Record set:
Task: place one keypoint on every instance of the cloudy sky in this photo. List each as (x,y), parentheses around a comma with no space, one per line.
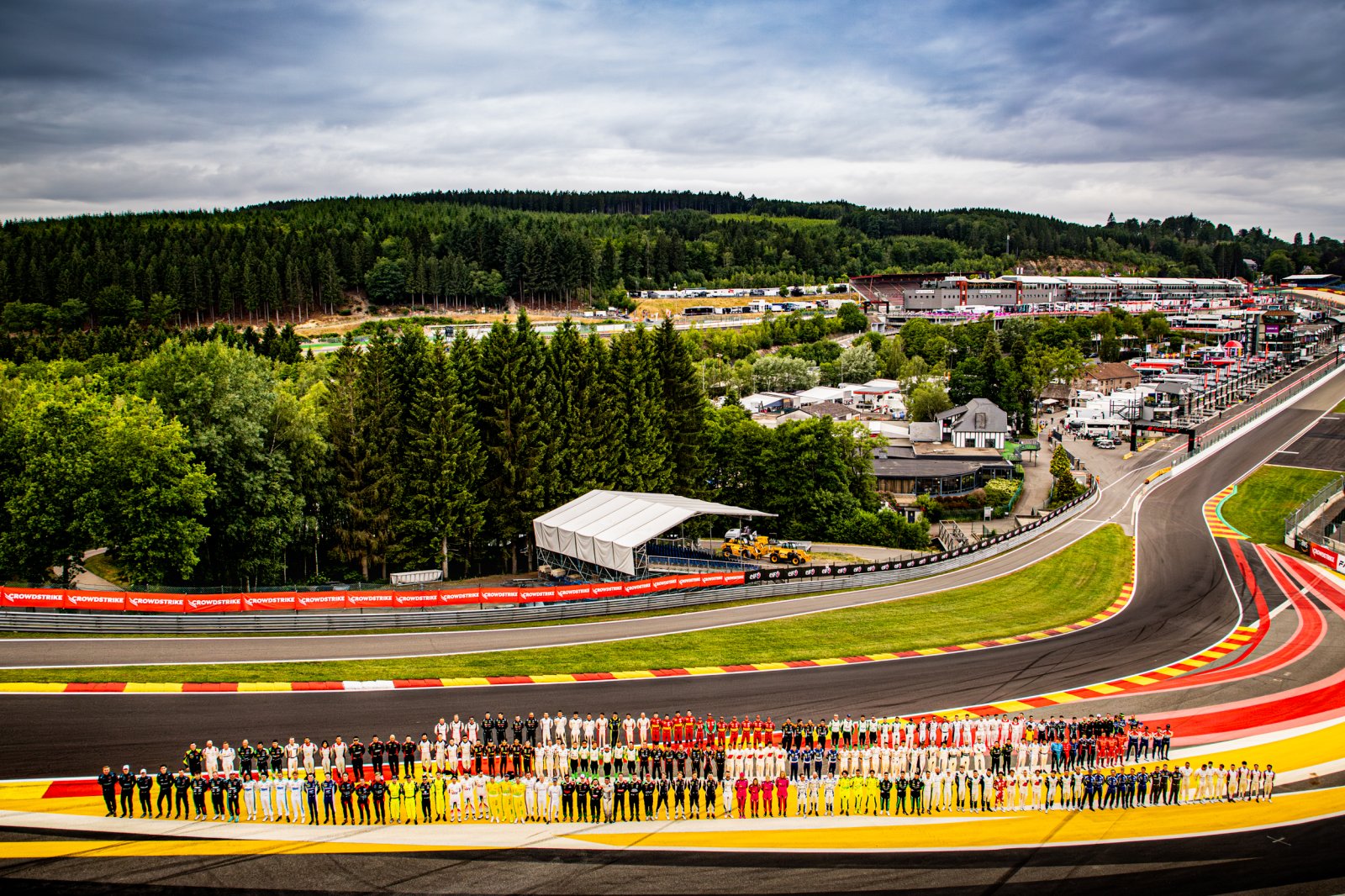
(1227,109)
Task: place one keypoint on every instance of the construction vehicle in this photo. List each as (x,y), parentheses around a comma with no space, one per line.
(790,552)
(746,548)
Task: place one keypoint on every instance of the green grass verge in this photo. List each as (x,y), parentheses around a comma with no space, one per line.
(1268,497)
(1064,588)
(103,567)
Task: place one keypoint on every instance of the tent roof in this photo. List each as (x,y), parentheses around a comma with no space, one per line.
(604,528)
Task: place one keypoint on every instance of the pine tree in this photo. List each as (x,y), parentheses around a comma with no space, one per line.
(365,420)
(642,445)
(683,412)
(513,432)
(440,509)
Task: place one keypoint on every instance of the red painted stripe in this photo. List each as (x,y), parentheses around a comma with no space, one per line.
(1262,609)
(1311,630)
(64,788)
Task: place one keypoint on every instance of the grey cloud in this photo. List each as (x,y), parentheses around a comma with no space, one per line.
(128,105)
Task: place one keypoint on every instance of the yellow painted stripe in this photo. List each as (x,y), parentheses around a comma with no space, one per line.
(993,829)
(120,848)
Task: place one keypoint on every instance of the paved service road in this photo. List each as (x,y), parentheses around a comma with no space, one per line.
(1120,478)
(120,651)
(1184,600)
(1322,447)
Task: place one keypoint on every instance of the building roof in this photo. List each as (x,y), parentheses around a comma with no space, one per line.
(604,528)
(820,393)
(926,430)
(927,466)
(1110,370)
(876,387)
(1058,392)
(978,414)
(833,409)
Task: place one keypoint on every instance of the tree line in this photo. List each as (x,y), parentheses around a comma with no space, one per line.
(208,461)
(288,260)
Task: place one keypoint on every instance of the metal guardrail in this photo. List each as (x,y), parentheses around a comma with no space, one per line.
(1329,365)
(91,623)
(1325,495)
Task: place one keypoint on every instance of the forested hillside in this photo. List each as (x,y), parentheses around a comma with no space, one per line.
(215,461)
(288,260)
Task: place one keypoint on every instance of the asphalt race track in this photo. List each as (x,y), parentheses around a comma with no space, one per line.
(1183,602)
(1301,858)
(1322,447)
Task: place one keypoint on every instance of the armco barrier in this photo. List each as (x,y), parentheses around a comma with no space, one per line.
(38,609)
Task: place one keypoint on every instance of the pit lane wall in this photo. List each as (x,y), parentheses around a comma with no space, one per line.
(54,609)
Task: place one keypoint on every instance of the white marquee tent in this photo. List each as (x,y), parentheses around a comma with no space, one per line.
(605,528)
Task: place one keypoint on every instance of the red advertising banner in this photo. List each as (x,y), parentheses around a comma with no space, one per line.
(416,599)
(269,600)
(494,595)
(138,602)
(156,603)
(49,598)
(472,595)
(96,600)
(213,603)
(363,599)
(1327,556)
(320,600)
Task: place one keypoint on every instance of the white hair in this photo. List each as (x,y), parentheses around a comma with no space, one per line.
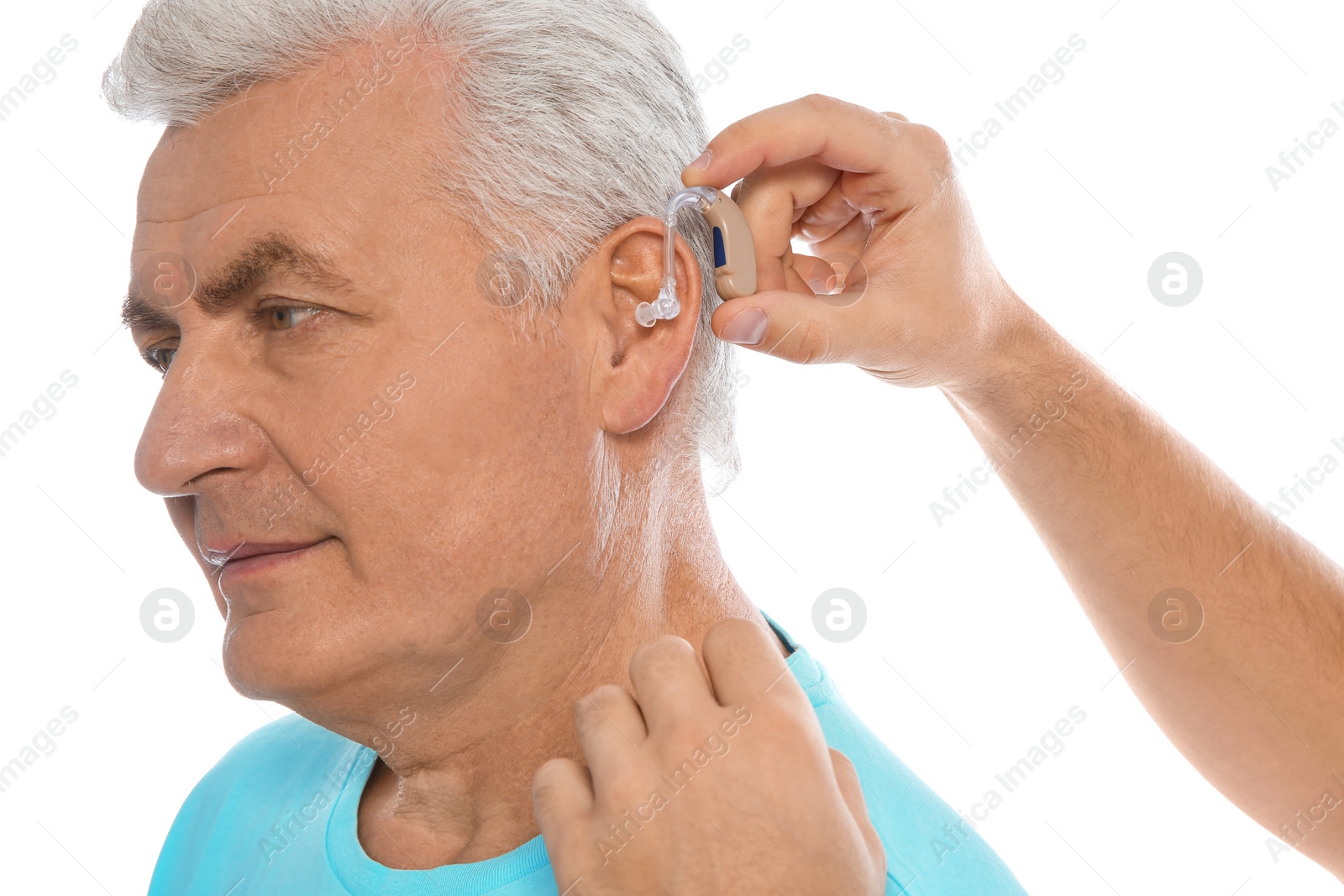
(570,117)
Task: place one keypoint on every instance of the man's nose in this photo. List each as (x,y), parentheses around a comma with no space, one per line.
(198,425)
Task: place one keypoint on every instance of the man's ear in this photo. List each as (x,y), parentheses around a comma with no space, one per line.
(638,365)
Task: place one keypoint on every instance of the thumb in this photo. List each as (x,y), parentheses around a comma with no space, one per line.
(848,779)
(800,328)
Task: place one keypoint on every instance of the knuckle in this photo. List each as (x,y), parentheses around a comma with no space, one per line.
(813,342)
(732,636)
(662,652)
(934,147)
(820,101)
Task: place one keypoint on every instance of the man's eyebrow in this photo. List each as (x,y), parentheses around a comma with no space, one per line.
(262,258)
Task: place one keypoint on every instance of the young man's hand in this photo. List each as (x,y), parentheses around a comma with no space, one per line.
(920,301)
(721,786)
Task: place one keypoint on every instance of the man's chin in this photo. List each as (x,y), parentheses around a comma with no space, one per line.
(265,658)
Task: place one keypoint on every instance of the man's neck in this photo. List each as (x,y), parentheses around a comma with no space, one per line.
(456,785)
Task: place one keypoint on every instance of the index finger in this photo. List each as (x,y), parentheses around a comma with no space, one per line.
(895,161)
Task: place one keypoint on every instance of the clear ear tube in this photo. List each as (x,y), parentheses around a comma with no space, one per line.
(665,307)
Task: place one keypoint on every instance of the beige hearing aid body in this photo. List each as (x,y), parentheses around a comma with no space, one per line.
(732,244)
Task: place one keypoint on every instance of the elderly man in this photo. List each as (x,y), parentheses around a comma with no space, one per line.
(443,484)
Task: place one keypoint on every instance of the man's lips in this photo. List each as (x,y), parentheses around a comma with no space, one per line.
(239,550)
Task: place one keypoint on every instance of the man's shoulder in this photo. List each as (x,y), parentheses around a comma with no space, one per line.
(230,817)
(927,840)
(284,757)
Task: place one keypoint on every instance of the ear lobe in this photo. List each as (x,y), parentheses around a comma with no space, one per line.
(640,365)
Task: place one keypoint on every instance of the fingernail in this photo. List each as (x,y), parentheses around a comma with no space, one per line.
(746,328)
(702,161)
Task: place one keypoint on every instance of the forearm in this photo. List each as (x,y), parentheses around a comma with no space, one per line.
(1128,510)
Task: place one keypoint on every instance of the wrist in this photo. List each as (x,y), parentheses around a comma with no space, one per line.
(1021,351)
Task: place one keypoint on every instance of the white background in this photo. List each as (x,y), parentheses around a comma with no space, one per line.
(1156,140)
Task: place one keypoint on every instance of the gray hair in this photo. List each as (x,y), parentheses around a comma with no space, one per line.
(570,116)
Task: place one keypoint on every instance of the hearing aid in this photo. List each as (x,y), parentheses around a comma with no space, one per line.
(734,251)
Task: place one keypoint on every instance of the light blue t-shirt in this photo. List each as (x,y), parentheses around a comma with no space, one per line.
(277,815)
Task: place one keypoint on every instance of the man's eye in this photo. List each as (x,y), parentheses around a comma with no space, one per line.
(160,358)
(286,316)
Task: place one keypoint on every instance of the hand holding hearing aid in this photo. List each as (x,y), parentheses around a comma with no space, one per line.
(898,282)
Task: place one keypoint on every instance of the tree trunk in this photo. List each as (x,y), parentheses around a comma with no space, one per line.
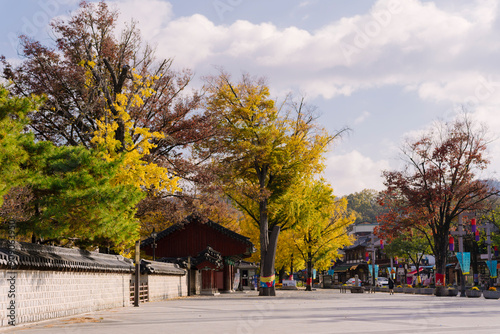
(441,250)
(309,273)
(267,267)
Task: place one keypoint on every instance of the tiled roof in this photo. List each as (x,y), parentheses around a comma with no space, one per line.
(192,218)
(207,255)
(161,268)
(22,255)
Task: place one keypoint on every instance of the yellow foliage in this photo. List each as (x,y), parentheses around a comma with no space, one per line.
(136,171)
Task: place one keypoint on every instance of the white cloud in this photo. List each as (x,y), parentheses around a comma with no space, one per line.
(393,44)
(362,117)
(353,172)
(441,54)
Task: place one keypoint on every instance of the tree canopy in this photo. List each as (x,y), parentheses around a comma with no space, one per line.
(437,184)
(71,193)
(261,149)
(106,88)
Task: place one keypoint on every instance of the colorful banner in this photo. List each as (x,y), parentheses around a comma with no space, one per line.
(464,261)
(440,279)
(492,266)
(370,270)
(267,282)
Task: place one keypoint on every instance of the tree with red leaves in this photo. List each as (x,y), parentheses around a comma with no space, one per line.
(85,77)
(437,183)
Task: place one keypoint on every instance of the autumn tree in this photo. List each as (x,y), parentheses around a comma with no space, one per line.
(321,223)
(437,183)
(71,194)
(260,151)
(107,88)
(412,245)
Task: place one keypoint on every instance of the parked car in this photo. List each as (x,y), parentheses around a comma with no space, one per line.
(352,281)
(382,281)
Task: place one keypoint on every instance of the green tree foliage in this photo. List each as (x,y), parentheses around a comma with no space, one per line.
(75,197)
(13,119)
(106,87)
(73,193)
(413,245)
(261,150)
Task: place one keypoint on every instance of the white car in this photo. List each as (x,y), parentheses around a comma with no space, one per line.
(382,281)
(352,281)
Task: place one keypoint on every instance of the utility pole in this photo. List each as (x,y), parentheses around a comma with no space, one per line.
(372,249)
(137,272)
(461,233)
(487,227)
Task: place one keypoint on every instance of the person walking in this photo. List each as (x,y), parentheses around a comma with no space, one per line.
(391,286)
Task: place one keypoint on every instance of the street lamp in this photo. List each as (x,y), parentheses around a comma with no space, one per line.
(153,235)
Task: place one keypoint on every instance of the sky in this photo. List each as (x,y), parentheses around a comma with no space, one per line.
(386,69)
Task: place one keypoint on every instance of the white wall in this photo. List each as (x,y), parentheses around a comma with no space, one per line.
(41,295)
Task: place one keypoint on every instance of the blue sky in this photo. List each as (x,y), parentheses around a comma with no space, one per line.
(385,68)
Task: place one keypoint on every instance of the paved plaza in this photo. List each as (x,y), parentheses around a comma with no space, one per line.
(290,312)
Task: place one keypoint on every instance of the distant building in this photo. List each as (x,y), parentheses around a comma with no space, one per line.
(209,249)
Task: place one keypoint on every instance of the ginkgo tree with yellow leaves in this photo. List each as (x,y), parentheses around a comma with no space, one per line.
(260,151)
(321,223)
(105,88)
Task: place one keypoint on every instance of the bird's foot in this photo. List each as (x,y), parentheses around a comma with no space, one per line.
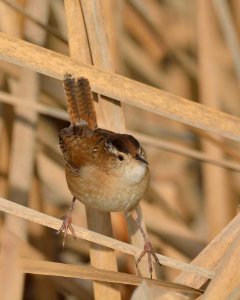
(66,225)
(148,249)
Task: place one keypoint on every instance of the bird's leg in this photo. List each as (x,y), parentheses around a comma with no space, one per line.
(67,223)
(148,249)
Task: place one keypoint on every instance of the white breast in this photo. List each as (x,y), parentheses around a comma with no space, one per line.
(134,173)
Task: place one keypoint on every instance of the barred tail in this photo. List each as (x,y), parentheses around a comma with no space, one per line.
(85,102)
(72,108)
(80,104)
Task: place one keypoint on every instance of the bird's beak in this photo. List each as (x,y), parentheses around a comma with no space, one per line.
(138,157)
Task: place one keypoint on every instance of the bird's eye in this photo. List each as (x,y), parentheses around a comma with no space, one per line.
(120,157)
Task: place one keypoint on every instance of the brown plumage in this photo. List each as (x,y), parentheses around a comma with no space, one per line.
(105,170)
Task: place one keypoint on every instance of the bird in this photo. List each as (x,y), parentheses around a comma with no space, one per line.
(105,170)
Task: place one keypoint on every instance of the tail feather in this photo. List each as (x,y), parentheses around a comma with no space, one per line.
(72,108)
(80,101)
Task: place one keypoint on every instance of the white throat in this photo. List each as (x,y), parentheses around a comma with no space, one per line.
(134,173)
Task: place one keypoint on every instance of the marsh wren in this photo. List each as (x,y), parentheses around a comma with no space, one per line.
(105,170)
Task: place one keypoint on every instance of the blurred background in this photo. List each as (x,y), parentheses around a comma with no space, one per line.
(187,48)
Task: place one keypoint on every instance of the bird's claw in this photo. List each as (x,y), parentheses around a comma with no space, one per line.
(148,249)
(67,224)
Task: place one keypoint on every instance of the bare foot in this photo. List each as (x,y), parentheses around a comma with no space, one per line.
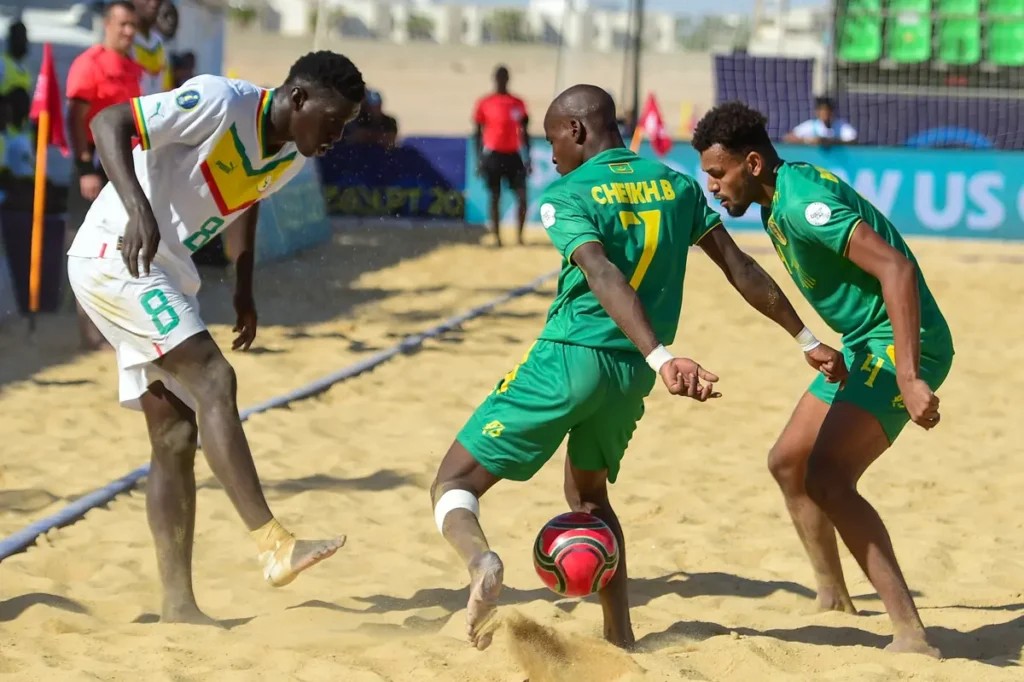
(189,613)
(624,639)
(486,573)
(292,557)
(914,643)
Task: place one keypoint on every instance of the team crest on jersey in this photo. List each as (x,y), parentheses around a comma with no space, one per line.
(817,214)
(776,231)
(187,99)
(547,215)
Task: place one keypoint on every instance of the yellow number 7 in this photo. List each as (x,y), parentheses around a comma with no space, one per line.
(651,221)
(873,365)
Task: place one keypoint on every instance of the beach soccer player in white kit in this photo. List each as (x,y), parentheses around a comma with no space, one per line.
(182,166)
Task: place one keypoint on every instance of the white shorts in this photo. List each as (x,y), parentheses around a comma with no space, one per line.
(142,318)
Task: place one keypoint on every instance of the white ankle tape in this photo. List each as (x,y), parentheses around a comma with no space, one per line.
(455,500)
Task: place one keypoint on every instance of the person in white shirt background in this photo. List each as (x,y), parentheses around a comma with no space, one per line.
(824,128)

Written instruction:
Return exactly the lines from the one containing "Task: place one keypoint on every instance of the beach" to the last line of the data, and nothing more.

The reply:
Task: place one keypoint on every instance of the beach soccer player in white kit in this photo. List each as (x,y), parentheses around a comma with no space, one per line.
(182,166)
Task: place one keypoint on every instance of the white shorts in this photo. List each as (x,y), parentheses around a comma with no space, one per line.
(142,318)
Task: place one keypoint on every instance of the white ankle tape in this photo. List each as (x,y), parentheses around a comma with no space, one per line.
(455,500)
Task: place one keypoint on every instance of the person in white shirt background in this photo. List each as (x,y), parentheses around a comma with no space, one per line.
(824,128)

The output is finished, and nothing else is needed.